Secondly, we create a function that uses an LLM to construct a search query for use with Bedrock knowledge base, using an LLM to refine the search query based on user input and feedback, as well as selected product information. This allows for users to give input based on visual cues e.g. "I want something like this shirt but in black". 

3.0. [Set up](#3.0)

3.1. [Test and use the Bedrock Knowledge Base Retrieve API](#3.1)

3.2. [Create functions to handle product images](#3.2)

3.3. [Translate user input into more relevant product search results](#3.3)

## <a id="3.0">Set up<a>

In [None]:
# run this cell to upgrade to the latest version of boto3 if required, and restart the kernel
!pip install --upgrade --force --quiet botocore boto3

In [None]:
%load_ext autoreload
%autoreload 2

In [None]:
import boto3
import sagemaker

import pandas as pd
import ast
import json

<div class="alert alert-block alert-warning">

IMPORTANT! Please copy and paste the required information for your <b>RDS Aurora PostgreSQL database</b> in the cell below.
    
</div>

In [None]:
sess = sagemaker.Session()
bucket = sess.default_bucket()
region = sess.boto_region_name
accountid = sess.account_id()

+++

### Assignment 1:
Answer these questions about the notebook excerpt:
(a) What example of user input based on visual cues does it give?
(b) Which two packages does the first setup cell upgrade?
(c) For what database does the warning ask for required information?
### Assignment 2:
Output the part of the notebook excerpt that opens with the words containing "Secondly, we create" and closes with "product search results](#3.3)", copying it exactly.
The listing that follows the notebook excerpt comes from a separate source.

### Record excerpts:
+++

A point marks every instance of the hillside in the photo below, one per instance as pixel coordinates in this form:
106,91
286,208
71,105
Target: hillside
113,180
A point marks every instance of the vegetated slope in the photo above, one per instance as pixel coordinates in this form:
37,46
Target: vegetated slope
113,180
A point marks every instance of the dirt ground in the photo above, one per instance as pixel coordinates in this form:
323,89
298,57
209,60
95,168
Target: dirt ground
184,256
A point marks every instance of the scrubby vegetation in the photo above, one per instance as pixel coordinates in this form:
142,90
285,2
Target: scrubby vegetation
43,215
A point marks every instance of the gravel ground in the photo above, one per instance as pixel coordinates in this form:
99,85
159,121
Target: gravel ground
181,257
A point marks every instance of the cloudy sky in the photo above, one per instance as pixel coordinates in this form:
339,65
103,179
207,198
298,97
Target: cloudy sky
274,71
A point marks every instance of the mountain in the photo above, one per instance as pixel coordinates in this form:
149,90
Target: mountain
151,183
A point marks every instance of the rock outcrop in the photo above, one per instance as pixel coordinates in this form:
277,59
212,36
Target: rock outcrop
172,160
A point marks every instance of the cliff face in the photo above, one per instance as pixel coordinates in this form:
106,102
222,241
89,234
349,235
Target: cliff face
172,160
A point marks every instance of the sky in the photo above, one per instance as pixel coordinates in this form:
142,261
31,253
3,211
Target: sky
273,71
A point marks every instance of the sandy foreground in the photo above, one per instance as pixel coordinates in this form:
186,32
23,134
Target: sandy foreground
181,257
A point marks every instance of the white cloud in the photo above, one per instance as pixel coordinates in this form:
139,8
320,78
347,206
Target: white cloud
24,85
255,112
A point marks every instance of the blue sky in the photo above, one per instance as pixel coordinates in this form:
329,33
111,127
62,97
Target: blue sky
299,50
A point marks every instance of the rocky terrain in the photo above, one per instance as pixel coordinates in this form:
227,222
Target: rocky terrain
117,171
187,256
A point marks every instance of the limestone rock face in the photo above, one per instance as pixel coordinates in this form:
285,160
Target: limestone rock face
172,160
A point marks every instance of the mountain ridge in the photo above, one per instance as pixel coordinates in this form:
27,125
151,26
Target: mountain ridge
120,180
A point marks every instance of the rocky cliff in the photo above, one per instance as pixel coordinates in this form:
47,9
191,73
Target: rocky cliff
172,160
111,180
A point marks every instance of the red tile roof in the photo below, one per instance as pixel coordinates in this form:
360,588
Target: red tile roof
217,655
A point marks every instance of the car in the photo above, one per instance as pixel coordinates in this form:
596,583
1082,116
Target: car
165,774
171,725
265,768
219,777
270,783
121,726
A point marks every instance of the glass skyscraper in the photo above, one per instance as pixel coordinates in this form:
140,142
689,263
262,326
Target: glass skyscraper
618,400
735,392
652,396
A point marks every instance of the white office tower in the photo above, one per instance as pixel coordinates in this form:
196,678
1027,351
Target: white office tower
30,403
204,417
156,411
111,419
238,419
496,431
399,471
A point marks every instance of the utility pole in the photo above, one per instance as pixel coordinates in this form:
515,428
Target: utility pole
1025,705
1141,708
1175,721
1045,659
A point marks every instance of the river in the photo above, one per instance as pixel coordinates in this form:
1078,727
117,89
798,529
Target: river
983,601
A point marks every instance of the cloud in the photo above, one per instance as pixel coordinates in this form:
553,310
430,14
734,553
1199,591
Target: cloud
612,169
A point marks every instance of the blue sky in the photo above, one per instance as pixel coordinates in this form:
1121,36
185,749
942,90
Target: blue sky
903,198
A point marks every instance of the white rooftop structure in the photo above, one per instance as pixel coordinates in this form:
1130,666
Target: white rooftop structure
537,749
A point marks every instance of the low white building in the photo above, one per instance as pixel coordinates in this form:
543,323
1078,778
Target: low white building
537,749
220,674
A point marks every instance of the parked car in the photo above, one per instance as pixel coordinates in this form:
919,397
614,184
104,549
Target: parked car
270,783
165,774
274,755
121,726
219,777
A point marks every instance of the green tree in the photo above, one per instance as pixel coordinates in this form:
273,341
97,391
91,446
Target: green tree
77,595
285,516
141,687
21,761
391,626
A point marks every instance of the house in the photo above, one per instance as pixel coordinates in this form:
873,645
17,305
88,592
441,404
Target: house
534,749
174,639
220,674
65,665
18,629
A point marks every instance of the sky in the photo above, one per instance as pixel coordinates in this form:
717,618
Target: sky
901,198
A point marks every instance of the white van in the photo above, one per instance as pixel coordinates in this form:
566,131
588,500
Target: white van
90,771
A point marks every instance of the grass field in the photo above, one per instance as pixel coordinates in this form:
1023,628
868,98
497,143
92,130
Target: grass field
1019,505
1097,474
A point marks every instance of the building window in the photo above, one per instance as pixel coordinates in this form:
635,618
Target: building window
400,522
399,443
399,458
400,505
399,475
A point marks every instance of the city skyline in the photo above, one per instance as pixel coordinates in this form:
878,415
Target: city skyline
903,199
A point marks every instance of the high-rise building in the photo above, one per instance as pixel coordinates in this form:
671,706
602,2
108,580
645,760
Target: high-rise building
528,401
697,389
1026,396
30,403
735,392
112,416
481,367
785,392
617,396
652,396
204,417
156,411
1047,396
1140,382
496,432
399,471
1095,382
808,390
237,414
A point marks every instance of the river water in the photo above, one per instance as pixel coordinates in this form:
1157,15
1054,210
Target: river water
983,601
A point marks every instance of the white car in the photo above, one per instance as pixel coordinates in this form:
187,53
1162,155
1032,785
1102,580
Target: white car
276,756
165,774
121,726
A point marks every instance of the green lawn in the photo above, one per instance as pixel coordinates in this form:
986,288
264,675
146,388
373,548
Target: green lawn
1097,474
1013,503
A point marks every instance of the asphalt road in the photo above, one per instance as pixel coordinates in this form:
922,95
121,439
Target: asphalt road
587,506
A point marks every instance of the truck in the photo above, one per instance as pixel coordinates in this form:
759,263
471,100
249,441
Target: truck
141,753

+++

### Answer area 1:
(a) "I want something like this shirt but in black"
(b) botocore and boto3
(c) An RDS Aurora PostgreSQL database

### Answer area 2:
Secondly, we create a function that uses an LLM to construct a search query for use with Bedrock knowledge base, using an LLM to refine the search query based on user input and feedback, as well as selected product information. This allows for users to give input based on visual cues e.g. "I want something like this shirt but in black". 

3.0. [Set up](#3.0)

3.1. [Test and use the Bedrock Knowledge Base Retrieve API](#3.1)

3.2. [Create functions to handle product images](#3.2)

3.3. [Translate user input into more relevant product search results](#3.3)